--- GOAL 1 ---
Answer these questions about the email thread below.
(a) What value does the thread suggest for net.ipv4.tcp_retries2?
(b) On what date was the earlier message sent?
(c) What is the subject line of the earlier message?
# Start of PASSAGE TO READ
Hi,

There is one way to improve the detection time. You can change the " 
net.ipv4.tcp_retries2"  value to 3.
Default value of " net.ipv4.tcp_retries2" is 15. 

Thanks,
Nivrutti

-----Original Message-----
From: Mathivanan Naickan Palanivelu [mailto:[email protected]] 
Sent: Thursday, September 15, 2016 6:38 PM
To: Shu Wang <[email protected]>; [email protected]
Subject: Re: [users] how long it takes to detect node sudden power

Hi,

You could try the fix in this ticket 
https://urldefense.proofpoint.com/v2/url?u=https-3A__sourceforge.net_p_opensaf_tickets_2014_&d=DQICAg&c=IL_XqQWOjubgfqINi2jTzg&r=8oj2Tn7_JuMy90N67rXExkWsx29-JTWbXUkT3IIi99w&m=DetywC0rOBBSwA5PRfrcpfRXAyGliPduaCiI-fnO-gw&s=gSGrK2pteB9mnPgovHNo3qsOXF0w9s77wt4nUXOHt4o&e=
  and see if the scenario is the same The patch In 
https://urldefense.proofpoint.com/v2/url?u=https-3A__sourceforge.net_p_opensaf_staging_ci_b30d5e33e50c7eea8cc1730cbe0a0dde572621f0_&d=DQICAg&c=IL_XqQWOjubgfqINi2jTzg&r=8oj2Tn7_JuMy90N67rXExkWsx29-JTWbXUkT3IIi99w&m=DetywC0rOBBSwA5PRfrcpfRXAyGliPduaCiI-fnO-gw&s=UTa3tlpHkkLFWQGUlegcxS3Y6JFlHiW2Yfx1bCbKcTM&e=
 

Thanks,
Mathi.
# End of PASSAGE TO READ
--- GOAL 2 ---
Report every line of the entries below that contains the string "rock". Case counts.
# Start of DATA ROWS
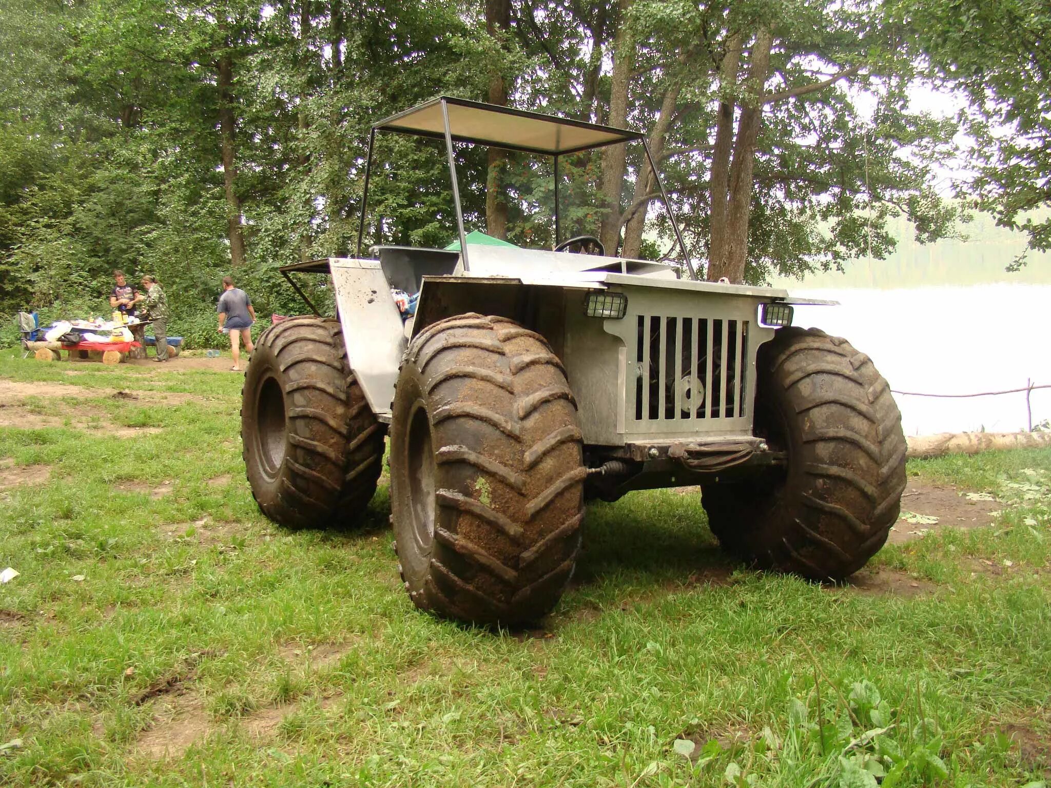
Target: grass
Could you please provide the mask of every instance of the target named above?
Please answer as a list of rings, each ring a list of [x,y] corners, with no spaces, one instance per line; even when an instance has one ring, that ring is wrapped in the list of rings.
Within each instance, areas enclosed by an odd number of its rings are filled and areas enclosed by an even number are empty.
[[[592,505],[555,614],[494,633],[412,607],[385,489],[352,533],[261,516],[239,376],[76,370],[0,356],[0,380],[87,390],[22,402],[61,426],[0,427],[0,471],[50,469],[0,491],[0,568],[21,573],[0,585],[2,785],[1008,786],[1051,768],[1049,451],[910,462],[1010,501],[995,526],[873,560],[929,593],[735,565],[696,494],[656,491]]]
# End of DATA ROWS
# Start of DATA ROWS
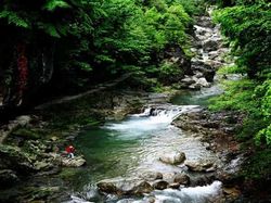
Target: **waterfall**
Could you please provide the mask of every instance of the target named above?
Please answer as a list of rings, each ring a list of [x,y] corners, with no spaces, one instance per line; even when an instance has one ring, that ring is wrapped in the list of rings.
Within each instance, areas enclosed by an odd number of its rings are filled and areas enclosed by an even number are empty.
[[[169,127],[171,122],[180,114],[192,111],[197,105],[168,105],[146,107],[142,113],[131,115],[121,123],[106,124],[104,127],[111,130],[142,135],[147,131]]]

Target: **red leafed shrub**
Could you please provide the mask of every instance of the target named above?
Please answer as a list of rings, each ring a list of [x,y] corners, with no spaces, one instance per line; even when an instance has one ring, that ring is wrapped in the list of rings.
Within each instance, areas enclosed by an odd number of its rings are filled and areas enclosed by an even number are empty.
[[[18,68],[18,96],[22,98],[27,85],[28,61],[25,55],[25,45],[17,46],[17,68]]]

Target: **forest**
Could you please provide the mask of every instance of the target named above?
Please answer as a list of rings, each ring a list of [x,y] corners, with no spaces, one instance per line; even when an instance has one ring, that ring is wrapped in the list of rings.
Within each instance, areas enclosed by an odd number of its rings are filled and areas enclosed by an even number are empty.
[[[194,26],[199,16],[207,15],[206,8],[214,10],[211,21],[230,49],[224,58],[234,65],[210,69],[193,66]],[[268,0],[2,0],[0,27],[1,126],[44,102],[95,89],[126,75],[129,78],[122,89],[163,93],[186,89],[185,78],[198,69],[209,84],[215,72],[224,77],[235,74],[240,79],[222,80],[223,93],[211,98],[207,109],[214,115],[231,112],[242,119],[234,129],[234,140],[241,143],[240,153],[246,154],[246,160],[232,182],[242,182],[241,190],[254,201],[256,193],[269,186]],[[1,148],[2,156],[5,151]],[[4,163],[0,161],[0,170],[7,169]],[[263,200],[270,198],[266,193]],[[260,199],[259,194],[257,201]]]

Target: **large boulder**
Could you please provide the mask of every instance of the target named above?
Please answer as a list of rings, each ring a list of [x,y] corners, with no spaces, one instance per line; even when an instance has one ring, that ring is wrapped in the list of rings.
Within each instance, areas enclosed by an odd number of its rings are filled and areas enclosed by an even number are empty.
# End of DATA ROWS
# Start of DATA ROWS
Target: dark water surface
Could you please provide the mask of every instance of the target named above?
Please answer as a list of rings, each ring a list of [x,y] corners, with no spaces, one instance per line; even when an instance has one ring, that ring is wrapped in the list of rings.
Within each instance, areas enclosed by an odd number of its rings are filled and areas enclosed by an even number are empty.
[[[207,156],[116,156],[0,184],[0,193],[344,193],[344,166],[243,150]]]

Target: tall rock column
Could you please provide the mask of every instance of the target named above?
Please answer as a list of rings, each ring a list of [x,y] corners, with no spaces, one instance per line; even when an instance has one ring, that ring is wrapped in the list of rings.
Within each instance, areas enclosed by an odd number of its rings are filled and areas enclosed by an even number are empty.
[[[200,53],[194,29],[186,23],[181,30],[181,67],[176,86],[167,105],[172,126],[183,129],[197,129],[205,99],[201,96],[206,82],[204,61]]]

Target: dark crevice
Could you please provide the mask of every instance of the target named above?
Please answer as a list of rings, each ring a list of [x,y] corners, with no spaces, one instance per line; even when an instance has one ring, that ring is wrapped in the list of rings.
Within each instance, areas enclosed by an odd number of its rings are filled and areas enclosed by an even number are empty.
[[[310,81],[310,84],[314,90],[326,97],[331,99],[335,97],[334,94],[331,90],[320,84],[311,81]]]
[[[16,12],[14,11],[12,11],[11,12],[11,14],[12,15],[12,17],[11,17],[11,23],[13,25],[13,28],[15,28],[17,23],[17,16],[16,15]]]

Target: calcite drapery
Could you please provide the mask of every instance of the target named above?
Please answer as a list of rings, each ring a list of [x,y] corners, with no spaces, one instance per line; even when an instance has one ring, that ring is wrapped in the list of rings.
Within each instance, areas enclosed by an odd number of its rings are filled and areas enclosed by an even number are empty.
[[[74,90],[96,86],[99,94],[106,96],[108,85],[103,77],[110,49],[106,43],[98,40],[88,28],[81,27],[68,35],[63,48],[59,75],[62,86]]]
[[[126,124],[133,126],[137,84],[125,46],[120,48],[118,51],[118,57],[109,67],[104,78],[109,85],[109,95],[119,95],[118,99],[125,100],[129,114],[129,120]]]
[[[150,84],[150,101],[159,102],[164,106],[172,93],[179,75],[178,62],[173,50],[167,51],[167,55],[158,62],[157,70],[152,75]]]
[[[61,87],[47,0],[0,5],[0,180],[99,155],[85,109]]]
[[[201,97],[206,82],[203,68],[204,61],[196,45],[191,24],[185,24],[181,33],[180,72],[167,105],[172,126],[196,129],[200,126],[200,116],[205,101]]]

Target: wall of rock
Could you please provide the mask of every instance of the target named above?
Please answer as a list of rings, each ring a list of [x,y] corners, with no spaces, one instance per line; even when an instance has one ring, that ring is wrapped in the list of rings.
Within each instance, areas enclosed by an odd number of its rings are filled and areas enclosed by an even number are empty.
# End of DATA ROWS
--- EXPECTED ANSWER 1 ---
(a) 3
(b) Thursday, September 15, 2016
(c) Re: [users] how long it takes to detect node sudden power

--- EXPECTED ANSWER 2 ---
Target: tall rock column
Target: wall of rock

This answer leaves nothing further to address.